- _TO BE DONE_
Retype the data that follows line by line, exactly, and leave its pictures out.

- _THE INPUT_
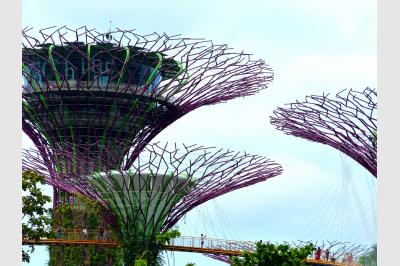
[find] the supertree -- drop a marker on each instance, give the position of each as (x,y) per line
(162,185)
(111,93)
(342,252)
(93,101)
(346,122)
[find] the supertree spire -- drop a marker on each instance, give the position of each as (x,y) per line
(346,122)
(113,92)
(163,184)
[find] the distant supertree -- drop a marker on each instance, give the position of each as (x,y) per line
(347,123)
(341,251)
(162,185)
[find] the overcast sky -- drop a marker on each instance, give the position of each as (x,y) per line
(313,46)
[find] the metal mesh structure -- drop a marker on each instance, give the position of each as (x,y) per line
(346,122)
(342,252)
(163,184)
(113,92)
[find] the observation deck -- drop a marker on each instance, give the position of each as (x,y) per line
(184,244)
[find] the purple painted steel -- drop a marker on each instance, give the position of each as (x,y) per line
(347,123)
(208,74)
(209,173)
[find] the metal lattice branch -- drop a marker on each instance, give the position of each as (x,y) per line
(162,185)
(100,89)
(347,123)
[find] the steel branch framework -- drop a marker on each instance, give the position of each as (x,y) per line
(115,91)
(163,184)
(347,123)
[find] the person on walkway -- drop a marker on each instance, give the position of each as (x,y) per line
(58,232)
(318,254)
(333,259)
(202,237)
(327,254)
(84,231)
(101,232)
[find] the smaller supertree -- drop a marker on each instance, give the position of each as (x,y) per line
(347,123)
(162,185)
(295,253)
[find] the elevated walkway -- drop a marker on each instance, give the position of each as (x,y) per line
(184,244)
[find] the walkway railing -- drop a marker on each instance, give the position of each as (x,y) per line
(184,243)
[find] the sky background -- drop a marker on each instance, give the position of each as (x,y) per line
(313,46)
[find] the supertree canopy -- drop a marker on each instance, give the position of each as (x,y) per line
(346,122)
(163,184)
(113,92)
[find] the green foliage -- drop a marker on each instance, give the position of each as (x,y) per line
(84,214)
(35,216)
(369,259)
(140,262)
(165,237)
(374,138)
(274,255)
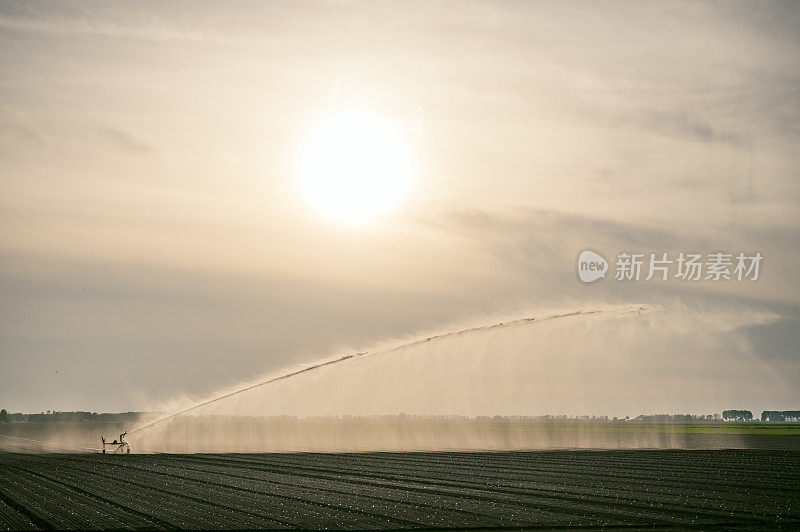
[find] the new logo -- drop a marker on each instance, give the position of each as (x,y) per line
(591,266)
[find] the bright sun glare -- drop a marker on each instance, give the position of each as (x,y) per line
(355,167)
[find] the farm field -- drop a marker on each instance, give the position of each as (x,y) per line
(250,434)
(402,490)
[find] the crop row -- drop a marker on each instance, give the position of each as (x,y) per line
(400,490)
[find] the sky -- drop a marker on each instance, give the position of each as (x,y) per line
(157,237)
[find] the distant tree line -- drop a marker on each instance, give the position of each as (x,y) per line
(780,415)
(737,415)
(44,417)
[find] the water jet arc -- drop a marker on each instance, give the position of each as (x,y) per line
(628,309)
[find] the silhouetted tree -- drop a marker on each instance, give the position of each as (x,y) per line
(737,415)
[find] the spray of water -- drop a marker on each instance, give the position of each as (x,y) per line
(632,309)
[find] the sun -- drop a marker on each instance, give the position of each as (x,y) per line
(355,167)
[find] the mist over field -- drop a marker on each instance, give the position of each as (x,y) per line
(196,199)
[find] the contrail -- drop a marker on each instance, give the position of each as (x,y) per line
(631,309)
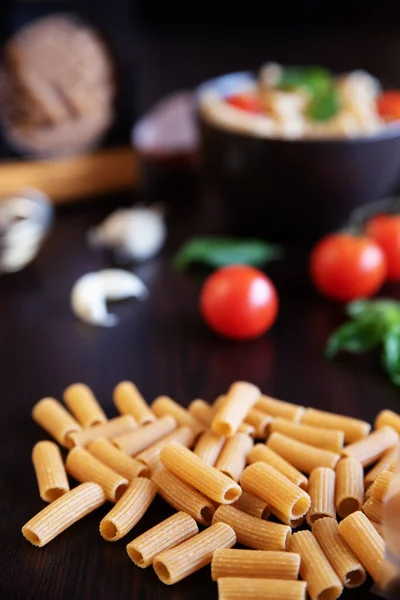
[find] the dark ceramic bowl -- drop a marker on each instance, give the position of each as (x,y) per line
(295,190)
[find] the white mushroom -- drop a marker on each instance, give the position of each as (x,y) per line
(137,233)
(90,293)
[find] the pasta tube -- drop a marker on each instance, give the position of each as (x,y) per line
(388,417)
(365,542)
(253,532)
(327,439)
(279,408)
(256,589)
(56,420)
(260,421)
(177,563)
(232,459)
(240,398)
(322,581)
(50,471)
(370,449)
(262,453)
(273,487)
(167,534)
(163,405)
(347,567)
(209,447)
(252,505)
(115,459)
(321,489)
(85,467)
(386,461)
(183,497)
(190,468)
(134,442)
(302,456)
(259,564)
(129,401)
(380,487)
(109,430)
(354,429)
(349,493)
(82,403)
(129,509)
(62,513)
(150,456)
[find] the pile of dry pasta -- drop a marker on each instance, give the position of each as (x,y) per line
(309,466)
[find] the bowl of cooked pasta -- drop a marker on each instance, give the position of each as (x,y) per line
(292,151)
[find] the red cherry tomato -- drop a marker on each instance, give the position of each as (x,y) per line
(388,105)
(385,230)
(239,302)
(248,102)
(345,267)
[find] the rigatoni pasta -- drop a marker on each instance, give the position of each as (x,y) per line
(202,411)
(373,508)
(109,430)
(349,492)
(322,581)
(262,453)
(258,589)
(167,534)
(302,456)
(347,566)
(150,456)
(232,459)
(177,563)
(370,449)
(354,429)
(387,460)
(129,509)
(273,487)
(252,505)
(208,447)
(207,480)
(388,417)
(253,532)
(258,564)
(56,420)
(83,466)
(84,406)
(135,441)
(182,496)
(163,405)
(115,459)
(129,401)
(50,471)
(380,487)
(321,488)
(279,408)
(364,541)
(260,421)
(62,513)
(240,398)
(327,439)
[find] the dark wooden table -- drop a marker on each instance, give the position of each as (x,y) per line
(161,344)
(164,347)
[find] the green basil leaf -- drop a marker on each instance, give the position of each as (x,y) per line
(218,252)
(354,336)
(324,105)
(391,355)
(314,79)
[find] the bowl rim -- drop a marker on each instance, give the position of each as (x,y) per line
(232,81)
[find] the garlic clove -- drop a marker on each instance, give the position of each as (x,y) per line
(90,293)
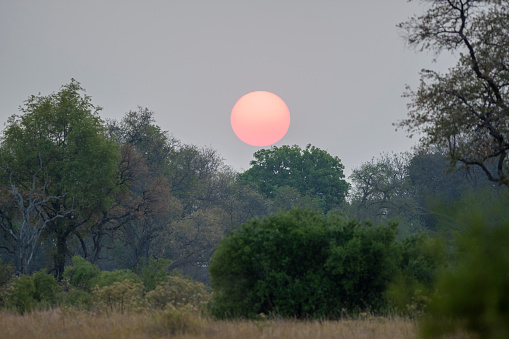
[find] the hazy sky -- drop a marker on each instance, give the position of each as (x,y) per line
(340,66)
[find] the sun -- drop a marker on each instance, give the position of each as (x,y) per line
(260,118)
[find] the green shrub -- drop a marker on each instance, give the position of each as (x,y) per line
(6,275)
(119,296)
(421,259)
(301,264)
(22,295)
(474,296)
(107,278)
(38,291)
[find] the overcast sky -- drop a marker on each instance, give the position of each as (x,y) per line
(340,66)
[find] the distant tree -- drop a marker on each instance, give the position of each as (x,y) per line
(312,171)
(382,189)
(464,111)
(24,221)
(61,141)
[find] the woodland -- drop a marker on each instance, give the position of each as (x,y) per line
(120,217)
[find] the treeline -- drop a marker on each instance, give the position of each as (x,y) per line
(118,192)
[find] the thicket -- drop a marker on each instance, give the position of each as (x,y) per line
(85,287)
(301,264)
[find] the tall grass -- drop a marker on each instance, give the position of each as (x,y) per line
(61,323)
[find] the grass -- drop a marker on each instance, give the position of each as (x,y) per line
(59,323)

- _SOLUTION_
[find] the supertree -- drop a marker on each instance, give the position of each as (x,y) per line
(162,185)
(111,93)
(342,252)
(93,101)
(346,122)
[find] the supertree spire -- drop a marker on each instance, give the position of each as (x,y) per line
(346,122)
(113,92)
(163,184)
[find] the distant supertree -- drop a marker on each instance, give the position of each as (x,y) per line
(347,123)
(341,251)
(162,185)
[find] the overcast sky -- drop a marker on each instance, give the position of each as (x,y) per line
(313,46)
[find] the metal mesh structure -- drop a marker on each instance, give the position of each as (x,y) per line
(346,122)
(342,252)
(163,184)
(113,92)
[find] the observation deck -- drop a marker on each instance, give the position of each as (x,y) per line
(184,244)
[find] the purple painted steel -- drop a marker on each instance, give the position of each as (x,y) per line
(347,123)
(208,74)
(209,173)
[find] the metal lattice branch -- drop a marker on each instance, give the position of each as (x,y) per line
(162,185)
(100,89)
(347,123)
[find] the steel branch framework -- drop a marker on each instance, give the position of each as (x,y) per line
(115,91)
(163,184)
(347,123)
[find] the person on walkway -- drop a marker on each instance, give the position of each as (x,y) per line
(58,232)
(318,254)
(333,259)
(202,237)
(327,254)
(84,231)
(101,232)
[find] the smaller supertree -- drop a marker on each instance, give the position of each as (x,y) per line
(347,123)
(162,185)
(295,253)
[find] the elevated walkway -- drop a marker on each instance, give the position of each as (x,y) per line
(184,244)
[find] the walkway railing -- drop a marker on each instance, give the position of each as (x,y) per line
(184,243)
[find] the sky background -- drop a marker on each instance, give the position of each as (x,y) per line
(313,46)
[find] the supertree canopy -- drop a marker on each instance, give the position of each as (x,y) per line
(346,122)
(163,184)
(113,92)
[find] the green foliage -- drop a marker on each instance, give the position of each as (x,y) per line
(84,214)
(35,216)
(369,259)
(140,262)
(165,237)
(374,138)
(274,255)
[find] the new logo -- drop a marker on each instance, give the position of each as (x,y) per line
(591,266)
[find] the bright sun glare -- drop a marker on each instance, give the position of each as (x,y) per line
(355,167)
[find] the farm field -- drop a marker on each instance, give the position of each as (x,y) per line
(250,434)
(402,490)
[find] the crop row -- drop a marker on each instance, give the position of each as (x,y) per line
(400,490)
[find] the sky -- drop a marker on each instance, give the position of each as (x,y) per line
(157,237)
[find] the distant tree line -- drop a marker on each instance, give the position of each as (x,y) per line
(780,415)
(737,415)
(44,417)
[find] the water jet arc -- drop a marker on each instance, give the position of each as (x,y) per line
(628,309)
[find] the silhouetted tree -- drop a marker on each instance, give the position of each as (x,y) per line
(737,415)
[find] the spray of water -- drop a marker on each instance, give the position of each as (x,y) per line
(632,309)
[find] the sun -- drop a marker on each instance, give the position of each as (x,y) per line
(355,167)
[find] the mist over field -- drop a marker on each instance, give the position of each as (x,y) per line
(196,199)
[find] the contrail -- drop a marker on each instance, give the position of each as (x,y) per line
(631,309)
[find] the dark ceramic bowl -- drop a marker on each instance, give the position of each as (x,y) per line
(295,190)
[find] the white mushroom -- drop a marker on each instance, give the position of each as (x,y) per line
(137,233)
(90,293)
[find] the pasta tube -- drop a marker on each instance, give the position of each as (x,y) per line
(388,417)
(365,542)
(253,532)
(327,439)
(279,408)
(256,589)
(56,420)
(260,421)
(177,563)
(232,459)
(240,398)
(322,581)
(50,471)
(370,449)
(262,453)
(273,487)
(167,534)
(163,405)
(347,567)
(209,447)
(252,505)
(115,459)
(321,489)
(85,467)
(386,461)
(183,497)
(190,468)
(134,442)
(302,456)
(259,564)
(129,401)
(380,487)
(109,430)
(354,429)
(349,493)
(82,403)
(129,509)
(62,513)
(150,456)
[find] the pile of dry pasta -- drop a marker on each instance, give the position of each as (x,y) per line
(309,466)
[find] the bowl of cooked pasta -- drop a marker on each instance, give the position of each as (x,y) per line
(292,151)
[find] the red cherry tomato -- drop a marker on each instance, give the position of each as (x,y) per line
(388,105)
(385,230)
(239,302)
(248,102)
(345,267)
[find] the rigatoni pasta -- drop a marker on each instance, give the position of each as (x,y) per line
(202,411)
(373,508)
(109,430)
(349,492)
(322,581)
(262,453)
(258,589)
(167,534)
(302,456)
(347,566)
(150,456)
(232,459)
(177,563)
(370,449)
(354,429)
(387,460)
(129,509)
(273,487)
(252,505)
(208,447)
(207,480)
(388,417)
(253,532)
(258,564)
(56,420)
(83,466)
(84,406)
(135,441)
(182,496)
(163,405)
(115,459)
(129,401)
(50,471)
(380,487)
(321,488)
(279,408)
(364,541)
(260,421)
(62,513)
(240,398)
(327,439)
[find] the dark wooden table -- drop a marker on each instance, give the position of each as (x,y) per line
(161,344)
(164,347)
[find] the green basil leaf -- drop a marker on each instance, give the position of each as (x,y) per line
(218,252)
(354,336)
(324,105)
(391,355)
(314,79)
[find] the bowl rim -- drop a marker on each instance, give the position of each as (x,y) per line
(232,81)
[find] the garlic clove -- drop a marker on each instance, give the position of each as (x,y) per line
(90,293)
[find] the hazy sky -- drop a marker on each instance, give the position of each as (x,y) per line
(340,66)
[find] the sun -- drop a marker on each instance, give the position of each as (x,y) per line
(260,118)
[find] the green shrub -- drop a marker on each instance, give the position of each as (x,y) per line
(6,275)
(119,296)
(421,259)
(301,264)
(22,295)
(474,296)
(107,278)
(38,291)
[find] the overcast sky -- drop a marker on each instance, give the position of each as (x,y) per line
(340,66)
[find] the distant tree -- drop a marker on each instance, give the position of each as (x,y) per line
(312,171)
(382,189)
(464,111)
(24,221)
(61,141)
[find] the woodland -- drop a marker on each instance, give the position of each as (x,y) per line
(120,217)
[find] the treeline -- drop a marker on each instance, give the position of each as (x,y) per line
(118,192)
[find] the thicket -- drop a marker on each instance, give the position of each as (x,y) per line
(85,287)
(301,264)
[find] the tall grass -- drop a marker on each instance, give the position of each as (x,y) per line
(61,323)
[find] the grass -- drop a marker on each instance, give the position of each as (x,y) per line
(59,323)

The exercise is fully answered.